● **Task requirements**
Both the line with "Target: green leafy plant" and the line with "Spot the stone" in the records below must appear in the output, along with every line between them, exactly and with nothing added.

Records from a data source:
####################

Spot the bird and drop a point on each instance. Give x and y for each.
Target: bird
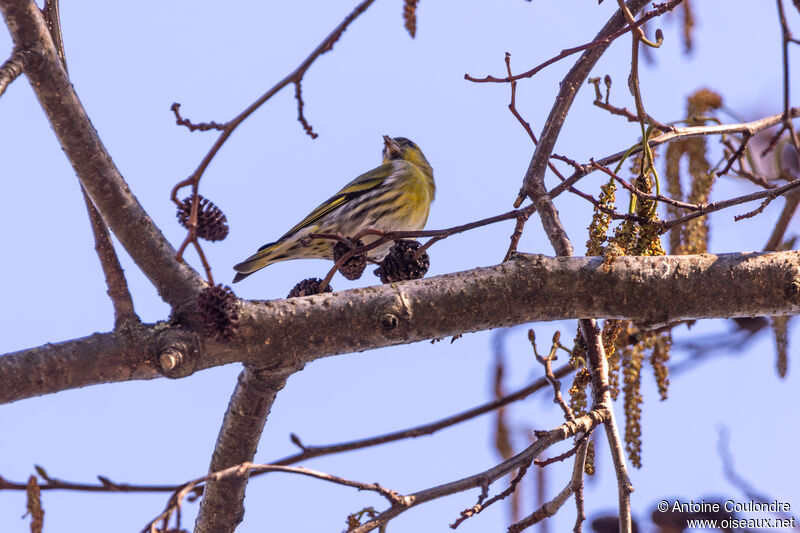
(395, 196)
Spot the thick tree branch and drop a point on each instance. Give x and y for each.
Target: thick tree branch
(222, 506)
(142, 239)
(115, 276)
(528, 288)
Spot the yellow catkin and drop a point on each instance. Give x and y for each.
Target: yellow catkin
(658, 360)
(601, 221)
(675, 151)
(693, 236)
(632, 367)
(611, 331)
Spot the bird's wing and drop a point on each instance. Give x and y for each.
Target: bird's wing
(358, 187)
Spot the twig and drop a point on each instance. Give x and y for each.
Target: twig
(578, 470)
(202, 126)
(221, 508)
(115, 277)
(104, 485)
(550, 508)
(426, 429)
(787, 38)
(545, 440)
(601, 40)
(776, 238)
(643, 195)
(748, 128)
(598, 369)
(308, 452)
(295, 77)
(243, 470)
(564, 456)
(667, 225)
(481, 505)
(622, 111)
(736, 155)
(547, 363)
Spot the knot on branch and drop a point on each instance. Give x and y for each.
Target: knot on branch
(177, 353)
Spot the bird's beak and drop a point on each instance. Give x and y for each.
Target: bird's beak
(392, 148)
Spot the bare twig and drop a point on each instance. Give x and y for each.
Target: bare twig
(425, 429)
(787, 39)
(788, 211)
(622, 111)
(202, 126)
(295, 77)
(308, 452)
(547, 363)
(716, 206)
(242, 471)
(115, 277)
(221, 508)
(482, 479)
(601, 40)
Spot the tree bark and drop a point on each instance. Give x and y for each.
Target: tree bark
(290, 333)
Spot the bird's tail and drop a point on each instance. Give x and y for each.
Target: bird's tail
(265, 256)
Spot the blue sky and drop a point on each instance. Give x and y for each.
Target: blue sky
(130, 61)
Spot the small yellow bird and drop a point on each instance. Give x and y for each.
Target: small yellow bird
(395, 196)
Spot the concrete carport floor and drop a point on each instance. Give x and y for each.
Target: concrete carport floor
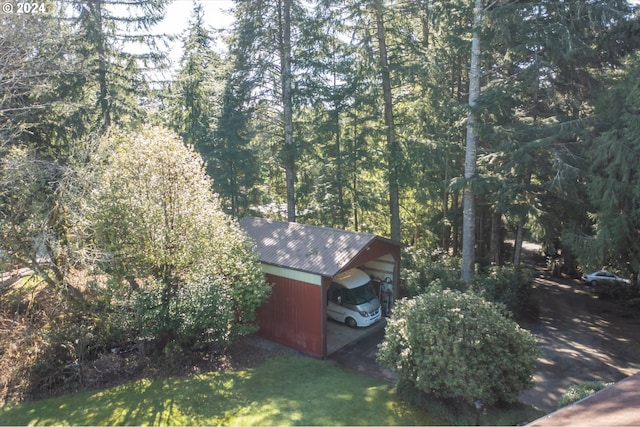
(356, 348)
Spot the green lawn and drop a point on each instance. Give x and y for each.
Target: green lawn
(287, 390)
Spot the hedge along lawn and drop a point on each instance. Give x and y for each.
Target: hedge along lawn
(287, 390)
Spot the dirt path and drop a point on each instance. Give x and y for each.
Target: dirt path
(582, 338)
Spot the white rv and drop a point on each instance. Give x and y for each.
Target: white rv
(352, 300)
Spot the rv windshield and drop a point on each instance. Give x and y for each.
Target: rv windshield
(363, 293)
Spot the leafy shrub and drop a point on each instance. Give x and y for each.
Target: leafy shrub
(458, 346)
(423, 272)
(507, 285)
(156, 220)
(578, 392)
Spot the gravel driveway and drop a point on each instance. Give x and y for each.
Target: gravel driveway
(582, 339)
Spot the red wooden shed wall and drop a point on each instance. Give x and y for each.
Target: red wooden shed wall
(293, 315)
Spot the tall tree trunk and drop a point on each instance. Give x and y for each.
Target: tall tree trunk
(105, 105)
(392, 144)
(517, 255)
(468, 209)
(496, 247)
(289, 148)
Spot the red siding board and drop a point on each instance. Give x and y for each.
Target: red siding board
(293, 315)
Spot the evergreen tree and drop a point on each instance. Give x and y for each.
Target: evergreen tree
(613, 185)
(107, 32)
(195, 93)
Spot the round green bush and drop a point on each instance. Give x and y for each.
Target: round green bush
(456, 345)
(578, 392)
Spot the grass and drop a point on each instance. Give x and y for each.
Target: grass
(286, 390)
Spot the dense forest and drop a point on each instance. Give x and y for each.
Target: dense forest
(415, 120)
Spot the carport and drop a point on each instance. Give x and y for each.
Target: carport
(300, 261)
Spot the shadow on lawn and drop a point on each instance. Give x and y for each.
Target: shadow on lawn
(290, 390)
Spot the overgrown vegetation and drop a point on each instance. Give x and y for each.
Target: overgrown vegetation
(147, 262)
(509, 285)
(460, 347)
(578, 392)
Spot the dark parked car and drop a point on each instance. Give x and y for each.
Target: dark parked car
(602, 277)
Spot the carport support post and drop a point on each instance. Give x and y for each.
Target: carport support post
(326, 281)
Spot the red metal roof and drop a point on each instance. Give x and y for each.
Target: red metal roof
(308, 248)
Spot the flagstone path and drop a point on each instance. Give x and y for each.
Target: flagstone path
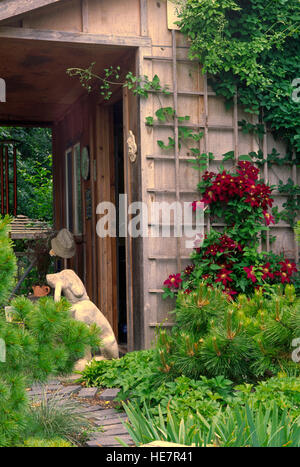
(93, 405)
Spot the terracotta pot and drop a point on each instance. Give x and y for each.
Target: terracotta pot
(40, 290)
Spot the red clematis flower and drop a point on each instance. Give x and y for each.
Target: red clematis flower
(205, 276)
(173, 281)
(224, 276)
(197, 205)
(288, 266)
(250, 274)
(267, 272)
(230, 292)
(283, 276)
(269, 218)
(189, 269)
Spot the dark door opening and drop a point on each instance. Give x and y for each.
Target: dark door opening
(120, 241)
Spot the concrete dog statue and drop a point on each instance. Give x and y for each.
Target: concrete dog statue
(84, 310)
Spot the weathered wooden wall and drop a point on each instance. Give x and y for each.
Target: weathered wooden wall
(167, 176)
(157, 175)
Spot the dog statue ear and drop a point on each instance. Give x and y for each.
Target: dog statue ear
(57, 292)
(76, 286)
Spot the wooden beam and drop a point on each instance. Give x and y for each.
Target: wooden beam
(12, 8)
(144, 17)
(74, 37)
(85, 15)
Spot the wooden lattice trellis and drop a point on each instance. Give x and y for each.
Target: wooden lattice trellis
(160, 259)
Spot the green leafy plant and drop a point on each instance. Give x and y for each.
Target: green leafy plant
(249, 47)
(56, 417)
(233, 427)
(242, 340)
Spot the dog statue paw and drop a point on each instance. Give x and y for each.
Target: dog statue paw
(68, 283)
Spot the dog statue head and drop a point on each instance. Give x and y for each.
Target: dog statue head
(69, 283)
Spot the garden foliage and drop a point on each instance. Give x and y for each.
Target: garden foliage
(244, 340)
(48, 343)
(8, 264)
(43, 339)
(250, 46)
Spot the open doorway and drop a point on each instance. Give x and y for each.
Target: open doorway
(120, 241)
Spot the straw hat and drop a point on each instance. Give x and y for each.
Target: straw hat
(63, 244)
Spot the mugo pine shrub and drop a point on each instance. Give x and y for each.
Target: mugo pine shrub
(243, 340)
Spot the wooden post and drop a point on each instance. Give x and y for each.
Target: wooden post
(2, 179)
(15, 181)
(176, 150)
(6, 180)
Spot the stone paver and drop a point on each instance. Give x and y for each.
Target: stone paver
(110, 421)
(69, 389)
(109, 441)
(106, 413)
(109, 394)
(88, 393)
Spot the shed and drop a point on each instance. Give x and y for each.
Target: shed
(39, 40)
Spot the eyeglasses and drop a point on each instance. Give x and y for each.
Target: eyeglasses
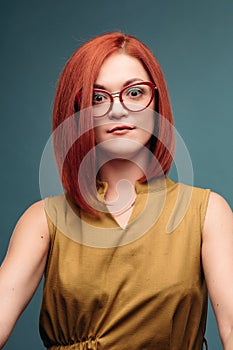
(134, 97)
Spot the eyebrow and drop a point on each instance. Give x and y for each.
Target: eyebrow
(128, 82)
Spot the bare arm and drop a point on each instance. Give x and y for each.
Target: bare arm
(217, 255)
(23, 267)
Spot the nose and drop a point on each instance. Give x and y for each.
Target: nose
(117, 111)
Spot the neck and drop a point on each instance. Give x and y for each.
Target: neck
(121, 176)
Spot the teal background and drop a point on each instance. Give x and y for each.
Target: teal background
(193, 41)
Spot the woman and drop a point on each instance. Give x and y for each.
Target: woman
(127, 254)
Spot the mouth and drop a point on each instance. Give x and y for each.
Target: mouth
(121, 129)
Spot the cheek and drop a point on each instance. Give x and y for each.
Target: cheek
(97, 133)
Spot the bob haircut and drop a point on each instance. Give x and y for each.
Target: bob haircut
(80, 73)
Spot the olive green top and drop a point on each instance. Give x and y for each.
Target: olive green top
(138, 288)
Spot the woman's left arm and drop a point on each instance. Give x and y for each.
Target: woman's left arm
(217, 257)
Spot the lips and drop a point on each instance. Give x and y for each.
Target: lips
(121, 128)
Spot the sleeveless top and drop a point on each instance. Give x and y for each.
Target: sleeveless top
(137, 288)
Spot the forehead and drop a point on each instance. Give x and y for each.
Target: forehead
(119, 68)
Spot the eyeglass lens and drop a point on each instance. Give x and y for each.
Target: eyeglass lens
(134, 98)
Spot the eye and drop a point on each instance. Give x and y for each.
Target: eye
(134, 92)
(99, 97)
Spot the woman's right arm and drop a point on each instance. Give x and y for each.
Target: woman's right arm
(23, 267)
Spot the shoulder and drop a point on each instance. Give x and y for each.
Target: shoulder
(33, 223)
(219, 216)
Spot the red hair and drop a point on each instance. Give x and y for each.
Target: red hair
(80, 73)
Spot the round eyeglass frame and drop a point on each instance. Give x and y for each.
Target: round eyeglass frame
(119, 95)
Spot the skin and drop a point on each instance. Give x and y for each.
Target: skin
(124, 150)
(24, 264)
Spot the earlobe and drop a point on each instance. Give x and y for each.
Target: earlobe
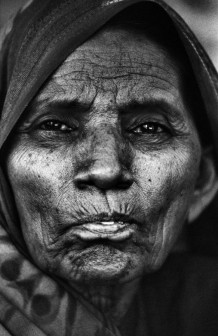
(206, 186)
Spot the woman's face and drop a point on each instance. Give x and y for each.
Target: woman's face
(104, 162)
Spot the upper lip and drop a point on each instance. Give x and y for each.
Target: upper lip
(105, 217)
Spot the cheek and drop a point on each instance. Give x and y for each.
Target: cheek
(38, 181)
(167, 183)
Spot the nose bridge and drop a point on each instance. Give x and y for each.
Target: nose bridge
(105, 166)
(106, 148)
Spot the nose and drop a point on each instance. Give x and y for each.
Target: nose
(107, 166)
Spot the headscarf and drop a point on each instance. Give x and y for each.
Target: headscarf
(32, 46)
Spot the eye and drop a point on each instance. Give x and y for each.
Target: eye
(152, 128)
(55, 125)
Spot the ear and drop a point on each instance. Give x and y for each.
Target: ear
(206, 185)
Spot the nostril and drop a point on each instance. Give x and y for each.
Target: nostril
(104, 179)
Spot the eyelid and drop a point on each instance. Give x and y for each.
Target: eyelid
(35, 123)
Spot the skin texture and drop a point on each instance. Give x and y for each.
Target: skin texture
(124, 143)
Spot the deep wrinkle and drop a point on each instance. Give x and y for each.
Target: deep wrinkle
(104, 166)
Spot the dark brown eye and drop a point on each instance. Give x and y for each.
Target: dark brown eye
(54, 125)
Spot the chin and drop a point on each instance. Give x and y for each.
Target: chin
(108, 267)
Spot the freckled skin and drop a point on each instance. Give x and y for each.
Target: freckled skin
(58, 177)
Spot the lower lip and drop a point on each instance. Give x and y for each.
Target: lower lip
(115, 232)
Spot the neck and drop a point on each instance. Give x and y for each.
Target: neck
(113, 301)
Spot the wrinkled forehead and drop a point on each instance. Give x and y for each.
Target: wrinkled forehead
(129, 60)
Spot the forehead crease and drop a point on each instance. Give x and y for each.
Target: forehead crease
(122, 66)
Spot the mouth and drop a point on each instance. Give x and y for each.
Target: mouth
(116, 228)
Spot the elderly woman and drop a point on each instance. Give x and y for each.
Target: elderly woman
(108, 131)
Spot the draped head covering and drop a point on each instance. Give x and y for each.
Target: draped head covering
(32, 46)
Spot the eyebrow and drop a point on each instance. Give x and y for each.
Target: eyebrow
(124, 109)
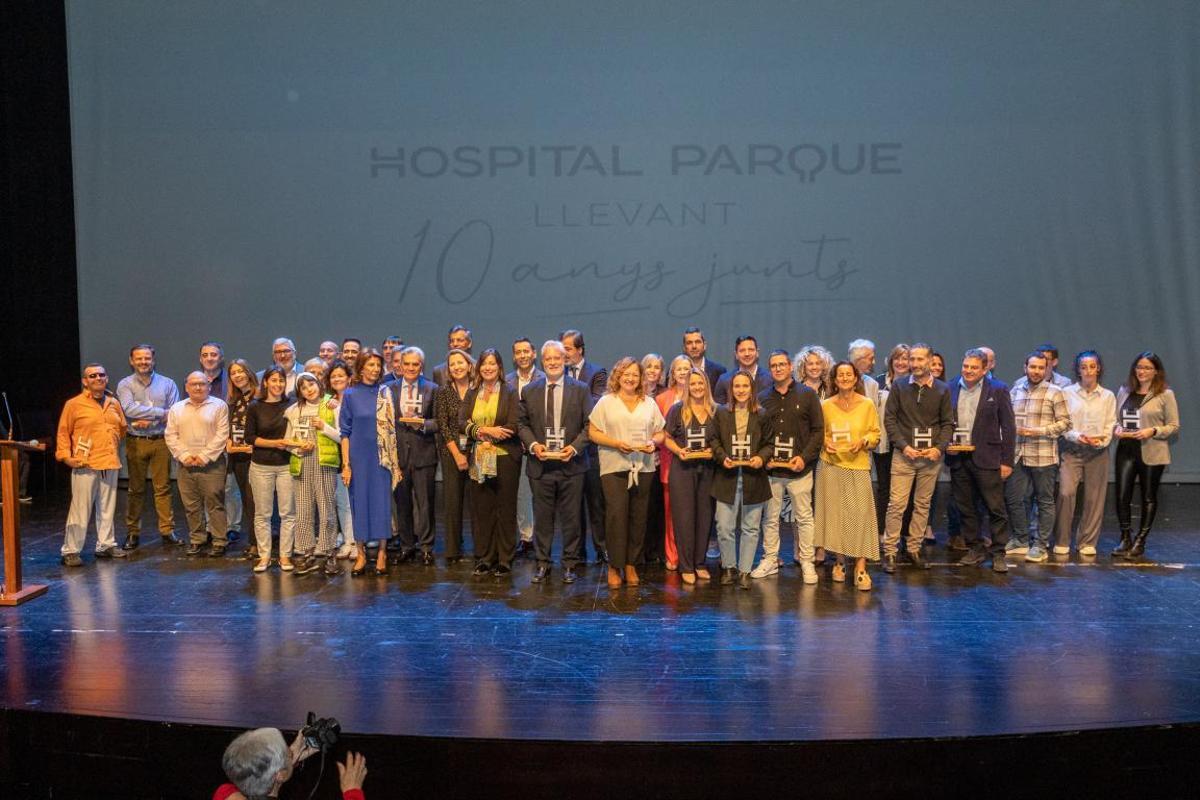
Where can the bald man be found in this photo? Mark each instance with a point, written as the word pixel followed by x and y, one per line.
pixel 197 432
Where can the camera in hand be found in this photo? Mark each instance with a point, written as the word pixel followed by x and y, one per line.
pixel 321 734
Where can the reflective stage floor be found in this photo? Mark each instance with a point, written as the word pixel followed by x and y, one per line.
pixel 1074 644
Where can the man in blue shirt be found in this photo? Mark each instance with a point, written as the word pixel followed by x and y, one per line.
pixel 145 397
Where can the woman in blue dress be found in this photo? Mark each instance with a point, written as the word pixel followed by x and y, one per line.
pixel 369 453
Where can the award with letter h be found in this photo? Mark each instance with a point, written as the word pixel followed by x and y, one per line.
pixel 922 438
pixel 961 441
pixel 739 451
pixel 697 444
pixel 783 452
pixel 840 435
pixel 411 407
pixel 556 443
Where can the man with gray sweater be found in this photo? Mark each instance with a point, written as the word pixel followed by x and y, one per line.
pixel 919 422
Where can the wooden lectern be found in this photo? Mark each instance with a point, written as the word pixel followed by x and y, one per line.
pixel 13 594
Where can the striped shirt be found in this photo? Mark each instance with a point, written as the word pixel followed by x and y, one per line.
pixel 1043 409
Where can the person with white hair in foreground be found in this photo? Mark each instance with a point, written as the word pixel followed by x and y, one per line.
pixel 259 762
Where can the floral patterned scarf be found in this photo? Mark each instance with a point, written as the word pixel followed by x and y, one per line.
pixel 385 434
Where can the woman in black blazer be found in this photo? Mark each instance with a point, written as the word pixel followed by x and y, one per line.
pixel 745 486
pixel 489 420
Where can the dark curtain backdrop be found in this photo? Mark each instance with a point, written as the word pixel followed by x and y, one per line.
pixel 39 308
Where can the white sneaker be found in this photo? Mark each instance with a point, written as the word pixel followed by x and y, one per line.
pixel 768 565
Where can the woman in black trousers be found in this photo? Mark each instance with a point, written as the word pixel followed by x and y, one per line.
pixel 489 419
pixel 453 449
pixel 689 422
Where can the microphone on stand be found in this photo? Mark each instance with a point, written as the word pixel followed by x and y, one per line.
pixel 12 427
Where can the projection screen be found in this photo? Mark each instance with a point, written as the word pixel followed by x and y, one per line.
pixel 963 173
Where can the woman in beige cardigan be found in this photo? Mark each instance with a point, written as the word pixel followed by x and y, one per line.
pixel 1147 420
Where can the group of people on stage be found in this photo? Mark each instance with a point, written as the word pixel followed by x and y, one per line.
pixel 645 456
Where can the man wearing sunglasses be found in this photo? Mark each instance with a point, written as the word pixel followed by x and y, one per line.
pixel 90 432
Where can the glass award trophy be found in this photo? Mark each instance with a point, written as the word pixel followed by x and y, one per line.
pixel 922 438
pixel 781 452
pixel 697 443
pixel 840 435
pixel 961 441
pixel 411 407
pixel 1021 415
pixel 739 451
pixel 556 443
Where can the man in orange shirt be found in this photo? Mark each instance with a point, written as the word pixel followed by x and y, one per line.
pixel 90 431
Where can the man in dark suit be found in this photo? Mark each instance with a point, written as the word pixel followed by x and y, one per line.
pixel 459 338
pixel 557 405
pixel 597 380
pixel 984 409
pixel 695 347
pixel 525 372
pixel 418 455
pixel 745 352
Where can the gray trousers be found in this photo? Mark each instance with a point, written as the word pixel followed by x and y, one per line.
pixel 202 489
pixel 1092 470
pixel 905 473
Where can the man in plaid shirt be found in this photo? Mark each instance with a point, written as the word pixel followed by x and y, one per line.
pixel 1042 416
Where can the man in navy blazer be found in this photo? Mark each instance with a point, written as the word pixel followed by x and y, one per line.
pixel 417 451
pixel 525 362
pixel 745 352
pixel 597 380
pixel 695 347
pixel 983 407
pixel 562 404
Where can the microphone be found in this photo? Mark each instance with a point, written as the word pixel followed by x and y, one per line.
pixel 12 428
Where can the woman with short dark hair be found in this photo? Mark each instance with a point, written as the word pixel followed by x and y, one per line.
pixel 1147 420
pixel 267 432
pixel 742 444
pixel 625 426
pixel 370 468
pixel 243 388
pixel 489 420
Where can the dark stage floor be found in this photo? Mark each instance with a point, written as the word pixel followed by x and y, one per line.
pixel 432 651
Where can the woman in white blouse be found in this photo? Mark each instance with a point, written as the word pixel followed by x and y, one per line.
pixel 625 426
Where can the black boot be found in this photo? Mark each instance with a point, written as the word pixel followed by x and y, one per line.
pixel 1147 518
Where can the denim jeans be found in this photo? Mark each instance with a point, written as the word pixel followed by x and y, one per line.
pixel 726 525
pixel 271 485
pixel 1020 501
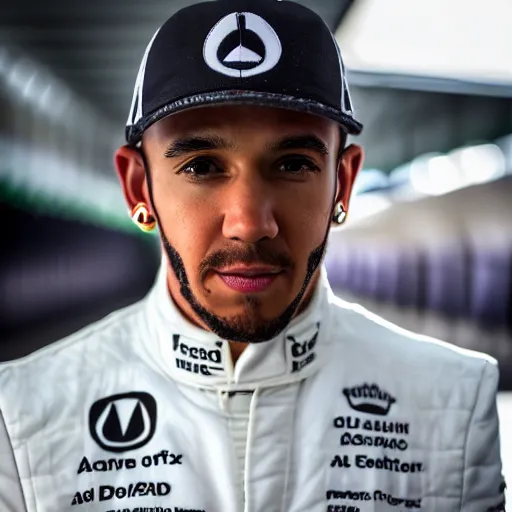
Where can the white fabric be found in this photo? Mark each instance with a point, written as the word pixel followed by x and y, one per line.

####################

● **Solution to this task**
Target: green leafy plant
(249, 47)
(56, 417)
(233, 427)
(242, 340)
Spot the dog statue paw and drop a point on each instance. Give x and y for each.
Target: dog statue paw
(68, 283)
Spot the dog statue head and drop a point on each instance. Give x and y for each.
Target: dog statue head
(69, 283)
Spot the garden foliage and drop a point on each instance. Give x and y for each.
Target: garden foliage
(244, 340)
(48, 343)
(8, 264)
(43, 339)
(250, 46)
Spot the open doorway and drop a point on each instance. Give x and y for each.
Target: open doorway
(120, 241)
Spot the straw hat and drop a point on each instance. Give x and y for each.
Target: straw hat
(63, 244)
Spot the mugo pine shrub and drop a point on each instance. Give x and y for each.
Target: mugo pine shrub
(243, 340)
Spot the wooden post and drop a point on each instance. Give x and y for each.
Target: wooden post
(2, 179)
(15, 181)
(176, 150)
(6, 180)
Spot the stone paver and drop a point on each instance. Give x and y for each.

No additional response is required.